▸ **DOCUMENT EXCERPT**
——

Funding available for Scottish Government departments other than health and social security is forecast to fall by 8% in real terms by 2026.
The Scottish Fiscal Commission (SFC), an independent fiscal institution, has published its latest forecast alongside the Scottish Government’s resource spending review.
The SFC said the recent rise in inflation had a “significant effect” on its forecasts.
War in Ukraine, rising energy prices and supply chain disruptions have led to a “challenging economic outlook”, it said.
The @scotgov is forecast to spend over £1 billion more on social security than the funding received from @ukgov by 2024-25. This extra spending must be met from the Government’s wider Budget. https://t.co/yJcnetG97M pic.twitter.com/lwlhUmALsN
— Scottish Fiscal Commission (@scotfisccomm) May 31, 2022
The SFC said social security will make up a growing proportion of Scottish Government funding, rising from 10% this year to 14% in 2026-27.
Its analysis said this would put pressure on other areas of Government spending, particularly in the early years of the five-year period.
Meanwhile, fellow think tank, the Institute for Fiscal Studies (IFS), said some areas such as enterprise, tourism and trade promotion would see a 16% reduction in real terms.

——

[Stored records]

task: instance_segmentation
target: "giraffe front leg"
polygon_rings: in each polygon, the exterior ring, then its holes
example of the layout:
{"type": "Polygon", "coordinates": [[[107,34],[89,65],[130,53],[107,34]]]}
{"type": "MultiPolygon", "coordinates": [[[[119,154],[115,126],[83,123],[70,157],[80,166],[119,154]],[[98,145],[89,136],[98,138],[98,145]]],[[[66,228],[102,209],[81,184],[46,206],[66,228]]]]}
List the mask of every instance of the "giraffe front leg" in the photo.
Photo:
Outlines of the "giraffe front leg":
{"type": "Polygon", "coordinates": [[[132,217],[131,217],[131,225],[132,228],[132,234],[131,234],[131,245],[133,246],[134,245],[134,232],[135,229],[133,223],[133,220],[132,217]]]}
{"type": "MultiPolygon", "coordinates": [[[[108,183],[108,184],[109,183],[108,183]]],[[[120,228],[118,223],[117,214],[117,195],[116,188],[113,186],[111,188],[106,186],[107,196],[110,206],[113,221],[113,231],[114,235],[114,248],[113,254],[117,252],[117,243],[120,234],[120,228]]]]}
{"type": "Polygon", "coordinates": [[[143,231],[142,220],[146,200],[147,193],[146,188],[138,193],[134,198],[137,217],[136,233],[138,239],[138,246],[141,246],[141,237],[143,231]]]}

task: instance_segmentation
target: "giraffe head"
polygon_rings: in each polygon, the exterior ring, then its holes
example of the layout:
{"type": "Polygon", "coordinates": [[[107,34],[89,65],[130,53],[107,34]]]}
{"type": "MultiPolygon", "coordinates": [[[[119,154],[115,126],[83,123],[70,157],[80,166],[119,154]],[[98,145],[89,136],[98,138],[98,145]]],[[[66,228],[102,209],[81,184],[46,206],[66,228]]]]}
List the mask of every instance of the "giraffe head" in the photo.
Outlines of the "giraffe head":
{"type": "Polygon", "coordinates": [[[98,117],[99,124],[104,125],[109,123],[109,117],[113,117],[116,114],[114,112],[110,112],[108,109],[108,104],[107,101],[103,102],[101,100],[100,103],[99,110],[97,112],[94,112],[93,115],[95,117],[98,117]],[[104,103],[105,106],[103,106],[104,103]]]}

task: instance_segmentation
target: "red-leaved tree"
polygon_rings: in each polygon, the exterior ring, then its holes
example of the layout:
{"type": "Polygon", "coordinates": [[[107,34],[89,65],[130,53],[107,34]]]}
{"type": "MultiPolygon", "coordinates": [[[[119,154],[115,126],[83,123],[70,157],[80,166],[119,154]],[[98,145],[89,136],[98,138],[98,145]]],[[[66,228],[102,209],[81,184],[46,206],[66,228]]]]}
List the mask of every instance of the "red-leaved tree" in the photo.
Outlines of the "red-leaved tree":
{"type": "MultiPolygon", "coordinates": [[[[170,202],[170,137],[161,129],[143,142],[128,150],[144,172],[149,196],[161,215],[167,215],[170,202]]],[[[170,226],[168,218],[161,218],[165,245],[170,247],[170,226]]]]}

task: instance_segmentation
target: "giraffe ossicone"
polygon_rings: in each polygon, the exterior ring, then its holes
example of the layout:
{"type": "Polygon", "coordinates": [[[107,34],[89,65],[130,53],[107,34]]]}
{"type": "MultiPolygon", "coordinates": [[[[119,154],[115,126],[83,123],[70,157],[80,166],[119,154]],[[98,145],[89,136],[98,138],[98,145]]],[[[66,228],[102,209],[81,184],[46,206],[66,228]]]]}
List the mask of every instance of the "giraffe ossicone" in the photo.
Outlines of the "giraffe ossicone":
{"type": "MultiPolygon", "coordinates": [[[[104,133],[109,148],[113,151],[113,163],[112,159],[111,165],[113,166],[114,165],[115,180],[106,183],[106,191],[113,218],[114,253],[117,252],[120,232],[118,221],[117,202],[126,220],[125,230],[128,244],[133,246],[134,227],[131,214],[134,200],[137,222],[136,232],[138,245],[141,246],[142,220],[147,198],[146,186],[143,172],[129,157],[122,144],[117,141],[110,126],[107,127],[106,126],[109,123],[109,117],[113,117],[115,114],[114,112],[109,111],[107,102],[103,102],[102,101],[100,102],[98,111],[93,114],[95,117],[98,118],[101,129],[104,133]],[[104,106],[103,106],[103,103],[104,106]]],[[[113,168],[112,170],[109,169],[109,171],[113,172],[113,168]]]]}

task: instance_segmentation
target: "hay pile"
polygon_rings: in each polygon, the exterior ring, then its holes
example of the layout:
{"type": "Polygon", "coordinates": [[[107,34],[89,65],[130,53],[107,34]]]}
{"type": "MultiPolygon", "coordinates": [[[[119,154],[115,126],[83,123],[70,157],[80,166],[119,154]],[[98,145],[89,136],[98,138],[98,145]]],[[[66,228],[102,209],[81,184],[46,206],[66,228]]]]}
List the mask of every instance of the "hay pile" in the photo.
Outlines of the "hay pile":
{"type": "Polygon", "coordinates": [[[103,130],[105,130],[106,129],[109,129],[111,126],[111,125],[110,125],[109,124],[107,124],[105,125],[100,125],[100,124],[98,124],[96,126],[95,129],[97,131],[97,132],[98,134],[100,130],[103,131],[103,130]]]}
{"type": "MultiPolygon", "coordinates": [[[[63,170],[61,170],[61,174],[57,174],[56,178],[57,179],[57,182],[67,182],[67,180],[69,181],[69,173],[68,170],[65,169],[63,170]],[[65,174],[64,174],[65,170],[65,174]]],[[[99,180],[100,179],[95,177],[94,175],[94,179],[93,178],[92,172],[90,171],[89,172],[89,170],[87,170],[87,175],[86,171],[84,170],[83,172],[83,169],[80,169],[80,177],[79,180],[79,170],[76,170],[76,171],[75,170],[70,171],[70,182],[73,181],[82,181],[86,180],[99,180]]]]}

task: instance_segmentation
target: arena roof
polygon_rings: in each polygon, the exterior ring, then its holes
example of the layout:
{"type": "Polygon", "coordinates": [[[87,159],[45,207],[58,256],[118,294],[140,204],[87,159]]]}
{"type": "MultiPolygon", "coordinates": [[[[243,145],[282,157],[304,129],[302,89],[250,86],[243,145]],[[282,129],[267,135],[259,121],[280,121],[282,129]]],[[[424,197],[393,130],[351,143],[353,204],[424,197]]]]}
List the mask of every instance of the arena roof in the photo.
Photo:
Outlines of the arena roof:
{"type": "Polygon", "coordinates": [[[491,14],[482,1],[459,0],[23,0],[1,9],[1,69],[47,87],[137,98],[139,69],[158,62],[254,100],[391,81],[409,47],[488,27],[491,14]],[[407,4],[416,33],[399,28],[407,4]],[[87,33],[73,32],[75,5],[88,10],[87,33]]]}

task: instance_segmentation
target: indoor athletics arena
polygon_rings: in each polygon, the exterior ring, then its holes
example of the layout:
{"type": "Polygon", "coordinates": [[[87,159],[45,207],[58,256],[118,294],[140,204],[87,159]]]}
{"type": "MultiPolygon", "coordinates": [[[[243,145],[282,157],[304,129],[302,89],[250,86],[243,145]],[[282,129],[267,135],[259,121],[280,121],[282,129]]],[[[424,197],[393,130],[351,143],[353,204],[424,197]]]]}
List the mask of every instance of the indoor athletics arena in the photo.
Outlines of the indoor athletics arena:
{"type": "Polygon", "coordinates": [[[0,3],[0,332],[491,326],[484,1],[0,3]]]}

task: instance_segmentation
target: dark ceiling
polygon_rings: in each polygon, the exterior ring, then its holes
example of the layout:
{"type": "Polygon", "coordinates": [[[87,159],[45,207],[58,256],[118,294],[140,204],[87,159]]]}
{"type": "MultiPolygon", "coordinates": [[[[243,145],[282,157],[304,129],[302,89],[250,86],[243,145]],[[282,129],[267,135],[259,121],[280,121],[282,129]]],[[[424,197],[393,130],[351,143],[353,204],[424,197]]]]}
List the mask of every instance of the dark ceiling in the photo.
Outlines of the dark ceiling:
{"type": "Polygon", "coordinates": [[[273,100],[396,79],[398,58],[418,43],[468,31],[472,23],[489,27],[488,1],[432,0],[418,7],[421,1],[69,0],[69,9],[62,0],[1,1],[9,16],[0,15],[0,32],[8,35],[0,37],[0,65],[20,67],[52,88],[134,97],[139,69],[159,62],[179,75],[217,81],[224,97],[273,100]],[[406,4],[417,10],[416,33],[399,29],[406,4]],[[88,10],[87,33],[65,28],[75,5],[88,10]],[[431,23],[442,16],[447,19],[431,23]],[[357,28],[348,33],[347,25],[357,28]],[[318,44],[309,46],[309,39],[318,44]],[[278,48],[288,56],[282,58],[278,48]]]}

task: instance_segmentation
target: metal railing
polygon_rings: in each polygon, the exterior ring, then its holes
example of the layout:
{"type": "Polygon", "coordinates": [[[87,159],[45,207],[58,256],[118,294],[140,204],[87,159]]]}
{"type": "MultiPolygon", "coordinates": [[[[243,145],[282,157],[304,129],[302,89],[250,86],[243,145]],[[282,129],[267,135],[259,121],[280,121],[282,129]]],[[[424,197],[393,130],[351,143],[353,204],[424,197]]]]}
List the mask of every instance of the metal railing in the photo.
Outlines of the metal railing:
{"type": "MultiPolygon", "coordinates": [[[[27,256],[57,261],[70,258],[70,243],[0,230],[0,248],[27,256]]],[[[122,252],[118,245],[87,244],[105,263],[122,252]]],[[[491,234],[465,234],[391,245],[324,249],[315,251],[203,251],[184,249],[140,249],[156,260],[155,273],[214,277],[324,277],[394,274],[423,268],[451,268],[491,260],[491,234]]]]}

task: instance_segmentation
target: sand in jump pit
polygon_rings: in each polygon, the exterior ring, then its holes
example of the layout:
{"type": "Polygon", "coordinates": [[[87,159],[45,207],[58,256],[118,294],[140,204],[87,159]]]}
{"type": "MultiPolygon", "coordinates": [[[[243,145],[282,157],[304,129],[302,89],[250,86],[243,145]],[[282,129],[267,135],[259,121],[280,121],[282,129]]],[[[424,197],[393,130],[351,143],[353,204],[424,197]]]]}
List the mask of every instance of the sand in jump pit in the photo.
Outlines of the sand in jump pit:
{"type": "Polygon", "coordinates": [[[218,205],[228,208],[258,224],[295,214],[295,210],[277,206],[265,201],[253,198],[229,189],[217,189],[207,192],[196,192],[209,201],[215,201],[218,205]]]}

——

▸ **PROBLEM SET**
1: Answer these questions using the article on Scottish Government funding forecasts:
(a) By what percentage in real terms is funding for departments other than health and social security forecast to fall by 2026?
(b) What share of Scottish Government funding will social security make up in 2026-27?
(c) Which areas does the Institute for Fiscal Studies say would see a 16% real-terms reduction?
2: Copy the article on Scottish Government funding forecasts word for word, from "Funding available for" to "on its forecasts.".
3: Carry on the article about Scottish Government funding forecasts from where it stops.

▸ **ANSWERS TO THE EXERCISES**
1:
(a) 8%
(b) 14%
(c) Enterprise, tourism and trade promotion

2:
Funding available for Scottish Government departments other than health and social security is forecast to fall by 8% in real terms by 2026.
The Scottish Fiscal Commission (SFC), an independent fiscal institution, has published its latest forecast alongside the Scottish Government’s resource spending review.
The SFC said the recent rise in inflation had a “significant effect” on its forecasts.

3:
The UK and Scottish Governments have taken different approaches to welfare spending, including the introduction of new Scottish payments.
By 2026, the Scottish Government is expected to spend more than £1.3 billion above what it receives from the UK Government on social security.
SFC chair Dame Susan Rice said: “The difficulties the Scottish Government faces in managing its budget are illustrated by the 8% fall in funding available by 2025-26 for areas other than health and social security after adjusting for inflation.
“Scotland continues to be affected by challenging economic circumstances and uncertainty.
“Rising inflation means earnings aren’t keeping pace with the cost of living.
“We expect inflation pressures to last into the middle of next year, with a return to positive real earnings growth in 2023-24.”
The SFC’s forecast also said the capital budget is forecast to fall over the next four years, both before and after inflation.
Scottish GDP growth is expected to slow to 1.1% in 2023/24, down a single percentage point from the current year.
However, the SFC said Scotland was not forecast to enter a recession.
Average household earnings are not expected to keep up with inflation, leading to “significant implications” for those on lower incomes.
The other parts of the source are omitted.